### DATASET CONTENT
* * *
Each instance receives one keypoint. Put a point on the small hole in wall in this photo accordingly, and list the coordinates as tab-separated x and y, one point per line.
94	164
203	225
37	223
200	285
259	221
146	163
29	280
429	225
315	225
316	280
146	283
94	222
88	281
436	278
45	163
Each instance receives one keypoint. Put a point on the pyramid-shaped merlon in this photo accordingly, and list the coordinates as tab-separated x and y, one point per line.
* * *
### PROBLEM TO WORK ON
Would you reproduce every record above exactly as it appears?

### ANSWER SECTION
Each instance receives one keypoint. Put a point on the small hole in wall in this photo accordingly, and list the coordinates as tab-separated x and y, one point per line.
94	164
203	225
37	223
200	285
259	221
146	163
29	280
429	225
315	225
316	280
146	283
94	222
88	281
436	278
45	163
Each instance receives one keypoint. Put a point on the pyramid-shaped merlon in this photo accordingly, and list the coordinates as tab-separated x and y, one point per line.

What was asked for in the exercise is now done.